--- Records provided ---
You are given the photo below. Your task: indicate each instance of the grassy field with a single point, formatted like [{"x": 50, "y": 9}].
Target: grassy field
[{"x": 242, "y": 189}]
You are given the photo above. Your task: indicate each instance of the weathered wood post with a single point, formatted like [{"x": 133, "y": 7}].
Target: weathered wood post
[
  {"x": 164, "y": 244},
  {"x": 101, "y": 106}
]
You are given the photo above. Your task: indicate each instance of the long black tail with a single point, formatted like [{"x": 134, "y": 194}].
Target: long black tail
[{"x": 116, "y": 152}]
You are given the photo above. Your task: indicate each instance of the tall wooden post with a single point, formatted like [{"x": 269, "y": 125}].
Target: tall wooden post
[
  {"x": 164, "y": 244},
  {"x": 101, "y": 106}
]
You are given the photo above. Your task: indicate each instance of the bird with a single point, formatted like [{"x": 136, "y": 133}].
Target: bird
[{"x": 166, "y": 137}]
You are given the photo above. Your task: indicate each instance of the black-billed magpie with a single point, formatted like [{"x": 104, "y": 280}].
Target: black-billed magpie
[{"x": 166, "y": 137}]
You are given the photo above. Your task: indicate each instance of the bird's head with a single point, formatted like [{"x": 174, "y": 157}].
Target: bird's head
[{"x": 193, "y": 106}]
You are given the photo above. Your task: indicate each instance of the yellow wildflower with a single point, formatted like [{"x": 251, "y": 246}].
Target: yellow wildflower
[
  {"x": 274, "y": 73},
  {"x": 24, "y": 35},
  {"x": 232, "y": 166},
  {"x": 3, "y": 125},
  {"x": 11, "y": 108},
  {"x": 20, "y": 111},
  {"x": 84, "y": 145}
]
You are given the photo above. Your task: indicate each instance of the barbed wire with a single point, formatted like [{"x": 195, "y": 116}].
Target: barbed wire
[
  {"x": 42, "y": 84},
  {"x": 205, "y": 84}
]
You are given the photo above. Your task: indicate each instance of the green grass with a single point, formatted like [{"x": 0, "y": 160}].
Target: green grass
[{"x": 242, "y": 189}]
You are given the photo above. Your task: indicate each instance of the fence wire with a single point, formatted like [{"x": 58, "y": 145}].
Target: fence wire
---
# Work request
Your answer should be every line above that contains the word "fence".

# Output of the exercise
You are given the photo above. Your task: indicate each instance of the fence wire with a single point, formatted like [{"x": 58, "y": 145}].
Target: fence wire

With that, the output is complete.